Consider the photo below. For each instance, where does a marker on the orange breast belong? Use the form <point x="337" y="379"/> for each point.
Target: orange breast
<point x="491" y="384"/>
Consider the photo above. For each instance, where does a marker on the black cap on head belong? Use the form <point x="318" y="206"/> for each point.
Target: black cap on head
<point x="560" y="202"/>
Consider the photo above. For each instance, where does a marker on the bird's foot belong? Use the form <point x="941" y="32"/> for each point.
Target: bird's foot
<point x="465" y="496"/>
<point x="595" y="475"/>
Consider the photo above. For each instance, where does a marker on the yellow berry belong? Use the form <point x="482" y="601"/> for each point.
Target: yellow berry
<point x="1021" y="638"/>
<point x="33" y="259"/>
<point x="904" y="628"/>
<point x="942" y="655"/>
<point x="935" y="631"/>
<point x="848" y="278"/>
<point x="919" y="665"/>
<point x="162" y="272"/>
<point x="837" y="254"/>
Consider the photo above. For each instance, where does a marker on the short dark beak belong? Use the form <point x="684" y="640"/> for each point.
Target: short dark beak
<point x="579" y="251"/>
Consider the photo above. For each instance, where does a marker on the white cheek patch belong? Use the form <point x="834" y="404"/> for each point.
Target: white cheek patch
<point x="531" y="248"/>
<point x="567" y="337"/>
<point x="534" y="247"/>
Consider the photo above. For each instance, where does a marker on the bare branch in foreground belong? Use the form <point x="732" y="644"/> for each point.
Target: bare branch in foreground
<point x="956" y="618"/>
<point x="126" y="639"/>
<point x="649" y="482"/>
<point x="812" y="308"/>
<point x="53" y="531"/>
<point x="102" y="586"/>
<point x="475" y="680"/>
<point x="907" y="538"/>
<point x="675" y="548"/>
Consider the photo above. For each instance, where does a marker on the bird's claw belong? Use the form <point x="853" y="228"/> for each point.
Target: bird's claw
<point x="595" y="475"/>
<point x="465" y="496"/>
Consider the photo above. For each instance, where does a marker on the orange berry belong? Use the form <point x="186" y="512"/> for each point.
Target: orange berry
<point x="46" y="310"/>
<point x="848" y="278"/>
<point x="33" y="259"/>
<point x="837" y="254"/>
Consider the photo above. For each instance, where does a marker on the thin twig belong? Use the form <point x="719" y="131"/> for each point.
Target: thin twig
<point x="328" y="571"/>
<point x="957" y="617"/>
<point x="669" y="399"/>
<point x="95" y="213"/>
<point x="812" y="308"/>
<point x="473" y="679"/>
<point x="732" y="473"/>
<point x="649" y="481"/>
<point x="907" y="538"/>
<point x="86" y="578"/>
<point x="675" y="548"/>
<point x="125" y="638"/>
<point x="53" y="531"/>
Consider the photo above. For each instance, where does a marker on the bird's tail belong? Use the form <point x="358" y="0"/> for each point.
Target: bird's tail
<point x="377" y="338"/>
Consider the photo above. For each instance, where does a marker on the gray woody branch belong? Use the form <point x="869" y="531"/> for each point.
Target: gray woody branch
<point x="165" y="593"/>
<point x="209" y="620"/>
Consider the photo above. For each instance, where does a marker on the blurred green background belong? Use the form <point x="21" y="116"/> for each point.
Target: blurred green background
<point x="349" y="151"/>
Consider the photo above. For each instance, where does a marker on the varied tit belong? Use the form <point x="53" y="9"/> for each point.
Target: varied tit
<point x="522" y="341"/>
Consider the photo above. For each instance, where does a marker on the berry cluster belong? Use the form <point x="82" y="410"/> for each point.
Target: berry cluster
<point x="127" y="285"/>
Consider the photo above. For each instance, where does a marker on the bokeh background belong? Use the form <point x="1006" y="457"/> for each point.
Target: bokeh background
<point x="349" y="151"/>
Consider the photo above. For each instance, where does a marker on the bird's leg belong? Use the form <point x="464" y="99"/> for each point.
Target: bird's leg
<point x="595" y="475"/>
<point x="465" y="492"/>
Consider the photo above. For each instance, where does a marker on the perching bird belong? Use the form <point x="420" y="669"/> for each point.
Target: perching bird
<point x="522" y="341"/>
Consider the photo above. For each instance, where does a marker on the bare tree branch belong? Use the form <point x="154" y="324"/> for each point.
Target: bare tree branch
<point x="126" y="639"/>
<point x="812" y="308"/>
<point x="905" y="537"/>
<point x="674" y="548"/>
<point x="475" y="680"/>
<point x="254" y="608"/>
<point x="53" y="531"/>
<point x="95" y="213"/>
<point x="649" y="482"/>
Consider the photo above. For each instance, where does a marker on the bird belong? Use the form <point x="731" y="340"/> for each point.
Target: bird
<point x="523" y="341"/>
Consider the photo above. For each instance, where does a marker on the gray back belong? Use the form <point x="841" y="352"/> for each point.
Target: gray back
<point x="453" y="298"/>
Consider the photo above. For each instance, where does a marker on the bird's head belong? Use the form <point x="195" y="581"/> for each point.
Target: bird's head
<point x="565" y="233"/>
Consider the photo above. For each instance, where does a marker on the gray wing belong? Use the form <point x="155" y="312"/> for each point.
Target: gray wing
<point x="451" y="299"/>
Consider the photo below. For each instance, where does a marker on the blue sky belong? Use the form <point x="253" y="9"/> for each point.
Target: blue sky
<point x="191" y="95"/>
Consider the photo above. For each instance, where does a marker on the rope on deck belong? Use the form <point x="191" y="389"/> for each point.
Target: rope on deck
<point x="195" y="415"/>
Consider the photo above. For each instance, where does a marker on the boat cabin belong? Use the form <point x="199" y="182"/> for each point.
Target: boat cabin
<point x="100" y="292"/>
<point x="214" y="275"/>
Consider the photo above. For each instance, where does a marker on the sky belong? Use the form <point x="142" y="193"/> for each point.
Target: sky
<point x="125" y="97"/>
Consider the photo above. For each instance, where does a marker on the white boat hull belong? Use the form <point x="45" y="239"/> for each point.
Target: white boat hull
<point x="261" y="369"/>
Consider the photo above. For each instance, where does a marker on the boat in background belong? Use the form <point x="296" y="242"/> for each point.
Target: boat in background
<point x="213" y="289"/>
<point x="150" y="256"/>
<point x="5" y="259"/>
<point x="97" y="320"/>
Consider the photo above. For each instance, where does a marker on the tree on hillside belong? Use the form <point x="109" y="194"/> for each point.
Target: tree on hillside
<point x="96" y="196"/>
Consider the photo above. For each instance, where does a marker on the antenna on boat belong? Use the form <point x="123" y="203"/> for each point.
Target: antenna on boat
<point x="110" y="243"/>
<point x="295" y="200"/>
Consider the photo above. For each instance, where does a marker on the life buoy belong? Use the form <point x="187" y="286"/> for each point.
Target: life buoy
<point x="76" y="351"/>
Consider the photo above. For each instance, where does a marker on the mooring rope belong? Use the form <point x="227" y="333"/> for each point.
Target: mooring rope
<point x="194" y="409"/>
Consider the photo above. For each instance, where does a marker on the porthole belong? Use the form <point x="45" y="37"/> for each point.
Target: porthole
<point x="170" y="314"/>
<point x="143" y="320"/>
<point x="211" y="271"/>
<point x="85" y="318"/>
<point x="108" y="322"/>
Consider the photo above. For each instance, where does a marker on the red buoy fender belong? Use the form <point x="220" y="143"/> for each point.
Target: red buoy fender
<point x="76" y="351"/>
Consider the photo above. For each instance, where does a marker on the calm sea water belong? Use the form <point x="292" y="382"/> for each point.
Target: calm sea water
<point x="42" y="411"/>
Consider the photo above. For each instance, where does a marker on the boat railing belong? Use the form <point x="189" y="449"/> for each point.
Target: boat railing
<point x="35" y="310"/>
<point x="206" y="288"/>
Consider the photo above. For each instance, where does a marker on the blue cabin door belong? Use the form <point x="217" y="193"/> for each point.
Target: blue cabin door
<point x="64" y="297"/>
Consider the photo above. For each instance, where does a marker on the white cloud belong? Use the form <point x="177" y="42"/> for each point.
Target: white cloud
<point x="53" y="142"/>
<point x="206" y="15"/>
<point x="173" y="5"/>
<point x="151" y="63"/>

Task objective: Go through the listing above and write out exactly the lines starting with the one holding "Target: life buoy" and running through the one holding "the boat railing", ends included, and no others.

Answer section:
Target: life buoy
<point x="76" y="351"/>
Consider the photo above. For each instance, where does a marker on the mooring rope belong? Use the form <point x="227" y="333"/> for each point.
Target: mooring rope
<point x="194" y="409"/>
Consider the photo above. For each instance, where does a marker on the porthole belong? Use the form <point x="45" y="37"/> for each point.
Target: porthole
<point x="170" y="314"/>
<point x="143" y="320"/>
<point x="211" y="271"/>
<point x="85" y="318"/>
<point x="108" y="322"/>
Consider the photo above. For each instance, where does a marker on the red buoy fender belong? Use the form <point x="220" y="143"/> for each point.
Target: red buoy fender
<point x="76" y="351"/>
Consider the photo above. For each instance, where does a marker on the calm sea water belong? Use the form <point x="292" y="382"/> for each point.
Target: calm sea water
<point x="42" y="411"/>
Consider the photo above. For each instance, where does a marker on the boat railing belong? Use the form <point x="189" y="449"/> for each point.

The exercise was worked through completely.